--- Request ---
Pull out every line in the listing below that contains the word "parts". Uppercase and lowercase letters count as different.

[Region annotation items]
* BEGIN *
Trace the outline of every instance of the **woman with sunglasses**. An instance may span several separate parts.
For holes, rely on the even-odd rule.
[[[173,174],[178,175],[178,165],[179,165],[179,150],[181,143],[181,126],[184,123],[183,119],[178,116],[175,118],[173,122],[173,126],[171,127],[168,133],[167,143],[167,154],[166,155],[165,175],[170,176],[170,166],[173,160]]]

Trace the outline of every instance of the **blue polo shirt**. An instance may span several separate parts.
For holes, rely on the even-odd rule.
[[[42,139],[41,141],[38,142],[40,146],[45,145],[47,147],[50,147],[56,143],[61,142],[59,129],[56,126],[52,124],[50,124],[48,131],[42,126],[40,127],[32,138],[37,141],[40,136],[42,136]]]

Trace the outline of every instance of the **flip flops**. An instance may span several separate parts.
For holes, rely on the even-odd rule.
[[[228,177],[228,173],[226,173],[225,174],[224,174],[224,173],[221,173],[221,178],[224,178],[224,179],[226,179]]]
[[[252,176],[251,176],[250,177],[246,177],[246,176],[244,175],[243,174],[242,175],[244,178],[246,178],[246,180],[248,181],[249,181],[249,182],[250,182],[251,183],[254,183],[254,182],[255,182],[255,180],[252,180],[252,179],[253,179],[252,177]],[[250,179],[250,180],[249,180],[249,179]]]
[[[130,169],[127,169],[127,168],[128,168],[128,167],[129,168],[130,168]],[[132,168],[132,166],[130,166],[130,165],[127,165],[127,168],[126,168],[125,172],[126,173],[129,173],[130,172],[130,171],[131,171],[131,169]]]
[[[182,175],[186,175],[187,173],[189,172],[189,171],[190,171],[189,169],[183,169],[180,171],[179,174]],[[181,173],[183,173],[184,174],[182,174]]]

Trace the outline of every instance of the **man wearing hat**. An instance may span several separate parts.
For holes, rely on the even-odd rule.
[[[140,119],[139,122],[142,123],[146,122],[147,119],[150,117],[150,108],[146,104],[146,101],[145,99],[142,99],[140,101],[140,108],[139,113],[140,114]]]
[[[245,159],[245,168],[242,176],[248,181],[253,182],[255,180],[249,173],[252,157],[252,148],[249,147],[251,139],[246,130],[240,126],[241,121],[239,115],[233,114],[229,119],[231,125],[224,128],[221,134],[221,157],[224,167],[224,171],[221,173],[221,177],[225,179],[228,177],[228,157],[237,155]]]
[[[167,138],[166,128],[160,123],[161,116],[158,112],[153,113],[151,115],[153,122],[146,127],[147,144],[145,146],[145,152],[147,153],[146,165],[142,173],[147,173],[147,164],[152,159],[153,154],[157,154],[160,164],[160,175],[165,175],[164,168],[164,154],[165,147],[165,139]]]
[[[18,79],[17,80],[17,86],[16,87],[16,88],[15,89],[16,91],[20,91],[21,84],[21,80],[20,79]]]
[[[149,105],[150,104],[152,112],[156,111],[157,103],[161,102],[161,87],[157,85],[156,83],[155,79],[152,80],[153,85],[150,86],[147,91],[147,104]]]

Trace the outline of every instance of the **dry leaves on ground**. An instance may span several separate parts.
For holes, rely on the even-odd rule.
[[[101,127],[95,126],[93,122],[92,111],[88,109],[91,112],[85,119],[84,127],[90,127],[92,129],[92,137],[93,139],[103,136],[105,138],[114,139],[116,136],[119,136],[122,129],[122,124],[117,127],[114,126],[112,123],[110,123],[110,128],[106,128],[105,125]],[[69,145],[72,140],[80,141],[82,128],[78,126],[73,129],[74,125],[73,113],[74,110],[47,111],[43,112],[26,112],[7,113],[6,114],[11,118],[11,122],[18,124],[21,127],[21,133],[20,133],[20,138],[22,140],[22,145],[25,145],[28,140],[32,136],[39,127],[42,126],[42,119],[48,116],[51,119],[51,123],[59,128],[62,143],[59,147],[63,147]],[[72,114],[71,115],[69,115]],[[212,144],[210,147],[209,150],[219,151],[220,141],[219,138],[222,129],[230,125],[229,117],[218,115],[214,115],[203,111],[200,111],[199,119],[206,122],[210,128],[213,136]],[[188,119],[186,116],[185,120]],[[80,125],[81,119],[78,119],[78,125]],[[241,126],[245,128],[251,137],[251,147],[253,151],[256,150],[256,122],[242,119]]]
* END *
--- Response to this task ---
Trace the outline of every instance of the **woman with sunglasses**. An instance may span several separate parts.
Trace the outline of every instance of the **blue polo shirt**. An instance may span several separate parts.
Trace the outline of every instance of the **flip flops**. An instance may span several separate parts.
Trace the outline of every instance of the **man wearing hat**. An instance may span several separate parts.
Trace the outline of every instance of the **dry leaves on ground**. An instance may span several separate parts.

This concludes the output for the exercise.